__Short exercise__.
Copy out every item below word for word, changing nothing in any line.

(Data listing)
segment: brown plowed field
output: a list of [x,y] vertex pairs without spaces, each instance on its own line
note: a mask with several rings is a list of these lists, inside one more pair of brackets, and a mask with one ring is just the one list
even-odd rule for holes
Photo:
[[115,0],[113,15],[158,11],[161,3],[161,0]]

__Answer to this problem__.
segment: brown plowed field
output: a list of [x,y] vertex pairs without spaces, each instance on its own line
note: a mask with several rings is a list of these lists, inside one more pair of brackets, and a mask with one ring is just the one list
even-odd rule for holes
Photo:
[[115,0],[113,15],[158,11],[161,3],[161,0]]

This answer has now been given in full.